■ **Document passage**:
Fume Hood

Fume Hood

I recently started doing some electroless plating in my garage, and wanted a way to control the fumes from the degreaser and plating chemicals. A fume hood seemed like the right tool for the job, so I spent some time researching what other people had been building. I found some examples of cheap and fast builds as well as larger, more involved builds, but I found myself wanting something that had some of the features of full-fledged lab hoods in a smaller form factor that could be moved relatively easily (e.g. not built into the wall or workbench). The requirements list I settled on is included below.

  • Features I want
    • Adjustable height of the sash (slidey front glass thing).
      • Full open position: enables easy access to items inside the hood.
      • Regular working position (mostly closed): keeps a high flow rate through the sash opening when working with gross chemicals or smelly things.
      • Full closed position: keeps dust and other stuff out of the fume hood when everything is turned off and put away.
    • Exhaust piped to outside the building without needing to drag a hose anywhere whenever I turn on the fume hood.
    • Good lighting.
    • Pass-throughs for electrical cables so they don’t need to pass through the sash opening.
    • Waterproof surfaces and a built-in secondary container for containing spills.
    • Enough working area for PCB etching and electroless plating.
  • Features I don’t need
    • Exhaust air scrubbing / filtering: The chemicals I’m working with aren’t gross enough to require scrubbing of the exhaust air–they’re only really a problem when working in an enclosed space if there isn’t adequate ventilation.
    • Chemical-proof exhaust fan: I’m OK replacing the exhaust fan every now and then if required, I’m not doing anything super corrosive at the moment.
    • Explosion-proof / fire-proof / etc.

…and here’s what I made! As of writing this post, I’ve been using it for a few weeks now and it’s worked a treat. I took extra time throughout the build process to make proper drawings and take lots of pictures, in case anyone wants to build their own.

Build Steps


The enclosure is designed such that the sides, top, and bottom of the enclosure can be cut out of a single 4x8ft sheet of 3/4in plywood, including an extra vent panel that can be inserted into a sliding window as the exhaust port. I chose to use a laminated Sande plywood sheet for this project, since the thin outer laminate of Sande wood provided a nice smooth surface to paint, and was naturally water resistant. If you go to a big box home improvement store like Home Depot to buy the plywood, they often have a track saw that they can use to break down the wood into rough cut pieces for free, in order to make them easier to handle and fit into a car for transportation. Make sure to get these pieces cut slightly oversized! When I got my enclosure pieces cut, I tried getting them cut exactly to size, and ended up having to buy an extra project panel to make up for a piece that was cut too short.

■ **Provided data**:
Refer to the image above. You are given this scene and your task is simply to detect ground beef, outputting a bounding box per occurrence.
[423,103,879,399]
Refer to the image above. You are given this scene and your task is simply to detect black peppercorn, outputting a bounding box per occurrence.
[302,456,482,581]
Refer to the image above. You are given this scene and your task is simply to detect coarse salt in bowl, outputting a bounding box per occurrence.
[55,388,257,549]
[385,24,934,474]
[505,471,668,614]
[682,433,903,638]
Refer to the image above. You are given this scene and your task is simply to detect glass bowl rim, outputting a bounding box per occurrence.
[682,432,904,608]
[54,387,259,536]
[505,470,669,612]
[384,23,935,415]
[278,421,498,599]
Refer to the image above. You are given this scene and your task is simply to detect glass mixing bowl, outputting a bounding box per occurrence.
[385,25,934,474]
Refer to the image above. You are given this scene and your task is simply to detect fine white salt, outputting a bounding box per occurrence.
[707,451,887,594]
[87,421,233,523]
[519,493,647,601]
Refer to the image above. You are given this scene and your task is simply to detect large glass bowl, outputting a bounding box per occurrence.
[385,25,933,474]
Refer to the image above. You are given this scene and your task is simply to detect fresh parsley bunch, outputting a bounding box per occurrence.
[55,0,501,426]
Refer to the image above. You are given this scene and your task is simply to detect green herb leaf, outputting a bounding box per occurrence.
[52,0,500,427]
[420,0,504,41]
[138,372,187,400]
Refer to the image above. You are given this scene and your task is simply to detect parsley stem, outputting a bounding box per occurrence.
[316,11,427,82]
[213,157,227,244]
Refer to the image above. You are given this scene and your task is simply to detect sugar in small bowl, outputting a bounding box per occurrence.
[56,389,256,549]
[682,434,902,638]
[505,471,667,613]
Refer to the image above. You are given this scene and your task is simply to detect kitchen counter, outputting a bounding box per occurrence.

■ **Stated task 1**:
In the fume hood post, what kind of plywood sheet was chosen for the enclosure?
■ **Stated task 2**:
Name every top-level feature under "Features I want" in the fume hood post.
■ **Stated task 3**:
Condense the fume hood post's paragraph beginning "The enclosure is designed such that" into a bulleted list that keeps its main facts.
The material above is separate from the fume hood post.

■ **Right answer 1**:
A laminated Sande plywood sheet.

■ **Right answer 2**:
- Adjustable height of the sash
- Exhaust piped to outside the building without needing to drag a hose
- Good lighting
- Pass-throughs for electrical cables
- Waterproof surfaces and a built-in secondary container for spills
- Enough working area for PCB etching and electroless plating

■ **Right answer 3**:
- The enclosure's sides, top, and bottom, plus an extra vent panel for a sliding window exhaust port, can be cut from one 4x8 ft sheet of 3/4 in plywood.
- Laminated Sande plywood was used because its thin outer laminate paints smoothly and is naturally water resistant.
- Big box stores like Home Depot often use a track saw to cut plywood into rough pieces for free, making it easier to handle and transport.
- Have the pieces cut slightly oversized. Cutting exactly to size left one piece too short and required buying an extra project panel.